Stocks on Wall Street rose to fresh record highs after reports the US would remove China from its list of currency manipulators, which has been a major obstacle to a trade pact between the two nations.
Markets at 9:00am (AEDT):ASX SPI futures +0.5pc at 6,873, ASX 200 (Monday’s close) flat at 6,904AUD: 69.03 US cents, 53.13 British pence, 61.99 Euro cents, 75.88 Japanese yen, $NZ1.041US: Dow Jones +0.3pc at 28,907, S&P 500 +0.7pc at 3,288, Nasdaq +1pc at 9,274Europe: FTSE 100 +0.4pc at 7,618, DAX -0.2pc at 13,452, CAC 0.0pc at 6,036, Euro Stoxx 50 -0.3pc at 3,780Commodities: Brent crude -0.2pc at $US64.23/barrel, spot gold 0.0pc at $US1,548/ounce
The news comes ahead of the expected signing of the first phase of a long awaited trade deal between Washington and Beijing tomorrow by US President Donald Trump and Chinese Vice-Premier Liu He.
The reports come after the US Treasury Department formally labelled China a currency manipulator in August last year, accusing it of lowering its currency to get a trade advantage.

Task data =>
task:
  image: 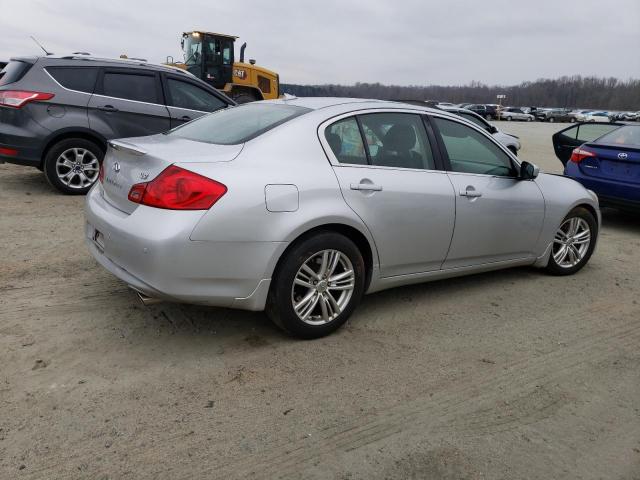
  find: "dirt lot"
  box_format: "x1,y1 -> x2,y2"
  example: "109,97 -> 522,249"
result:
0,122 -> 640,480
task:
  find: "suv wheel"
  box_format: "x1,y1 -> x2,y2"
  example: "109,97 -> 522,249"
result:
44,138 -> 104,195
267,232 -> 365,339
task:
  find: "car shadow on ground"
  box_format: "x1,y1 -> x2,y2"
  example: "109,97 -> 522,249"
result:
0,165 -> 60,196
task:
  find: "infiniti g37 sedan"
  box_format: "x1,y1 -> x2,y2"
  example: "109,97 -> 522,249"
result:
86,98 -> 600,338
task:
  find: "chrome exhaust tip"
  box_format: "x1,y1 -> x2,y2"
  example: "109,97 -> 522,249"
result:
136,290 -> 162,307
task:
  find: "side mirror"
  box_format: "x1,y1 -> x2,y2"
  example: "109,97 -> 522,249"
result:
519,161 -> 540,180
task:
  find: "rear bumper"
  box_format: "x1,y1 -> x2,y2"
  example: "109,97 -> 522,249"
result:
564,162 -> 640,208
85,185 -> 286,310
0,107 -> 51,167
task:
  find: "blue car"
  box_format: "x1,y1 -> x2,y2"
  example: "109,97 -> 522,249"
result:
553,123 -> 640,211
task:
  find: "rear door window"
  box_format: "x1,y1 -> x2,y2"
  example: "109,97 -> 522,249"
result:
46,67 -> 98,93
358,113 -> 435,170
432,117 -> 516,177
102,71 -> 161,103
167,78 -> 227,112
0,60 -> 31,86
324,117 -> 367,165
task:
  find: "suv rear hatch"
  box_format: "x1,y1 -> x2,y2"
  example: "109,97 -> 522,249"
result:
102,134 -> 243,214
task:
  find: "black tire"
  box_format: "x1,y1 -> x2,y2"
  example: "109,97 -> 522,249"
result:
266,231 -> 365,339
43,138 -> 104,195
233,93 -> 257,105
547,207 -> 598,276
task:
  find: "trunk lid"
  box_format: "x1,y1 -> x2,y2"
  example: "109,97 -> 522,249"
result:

==

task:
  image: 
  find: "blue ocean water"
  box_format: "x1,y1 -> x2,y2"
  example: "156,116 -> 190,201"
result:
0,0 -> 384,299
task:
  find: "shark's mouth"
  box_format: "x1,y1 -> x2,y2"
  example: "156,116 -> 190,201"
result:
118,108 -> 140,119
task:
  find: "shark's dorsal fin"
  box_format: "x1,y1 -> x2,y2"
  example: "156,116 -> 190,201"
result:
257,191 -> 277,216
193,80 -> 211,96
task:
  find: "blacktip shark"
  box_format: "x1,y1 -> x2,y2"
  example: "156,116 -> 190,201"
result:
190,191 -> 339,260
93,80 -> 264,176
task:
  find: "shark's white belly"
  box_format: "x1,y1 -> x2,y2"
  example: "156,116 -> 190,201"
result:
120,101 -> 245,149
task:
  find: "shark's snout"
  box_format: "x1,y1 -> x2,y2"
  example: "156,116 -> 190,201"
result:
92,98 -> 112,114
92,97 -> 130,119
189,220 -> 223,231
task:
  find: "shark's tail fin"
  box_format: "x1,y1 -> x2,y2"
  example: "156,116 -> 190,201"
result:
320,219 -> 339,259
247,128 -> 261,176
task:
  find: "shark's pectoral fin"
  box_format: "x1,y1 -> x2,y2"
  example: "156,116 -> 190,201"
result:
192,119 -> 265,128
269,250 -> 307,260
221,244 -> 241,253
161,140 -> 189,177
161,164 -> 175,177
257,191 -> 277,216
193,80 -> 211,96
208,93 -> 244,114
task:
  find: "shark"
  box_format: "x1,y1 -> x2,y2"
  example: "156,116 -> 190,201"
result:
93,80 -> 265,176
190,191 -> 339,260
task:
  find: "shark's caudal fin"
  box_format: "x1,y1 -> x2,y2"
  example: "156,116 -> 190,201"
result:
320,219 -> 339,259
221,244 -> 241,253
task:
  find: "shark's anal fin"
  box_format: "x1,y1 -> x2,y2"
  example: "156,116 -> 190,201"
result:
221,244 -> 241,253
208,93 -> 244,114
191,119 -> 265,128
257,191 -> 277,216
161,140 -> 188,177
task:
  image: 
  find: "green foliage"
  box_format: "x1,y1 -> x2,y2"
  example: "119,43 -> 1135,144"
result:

Short exercise A =>
For the market report, decide whether each statement agrees with it: (i) The US Treasury Department labelled China a currency manipulator in August last year. (ii) The trade deal is expected to be signed by Donald Trump and Chinese President Xi Jinping. (iii) Stocks on Wall Street fell after the reports. Answer yes or no for each and quote the words of the text that decide it.
Short exercise B =>
Show every line of the records that contains the string "shark".
The text and the records have no connection to each other.

Result A =>
(i) Yes: "the US Treasury Department formally labelled China a currency manipulator in August last year"
(ii) No: "by US President Donald Trump and Chinese Vice-Premier Liu He"
(iii) No: "Stocks on Wall Street rose to fresh record highs"

Result B =>
  find: "shark's mouth"
  find: "shark's dorsal fin"
  find: "blacktip shark"
  find: "shark's white belly"
  find: "shark's snout"
  find: "shark's tail fin"
  find: "shark's pectoral fin"
  find: "shark"
  find: "shark's caudal fin"
  find: "shark's anal fin"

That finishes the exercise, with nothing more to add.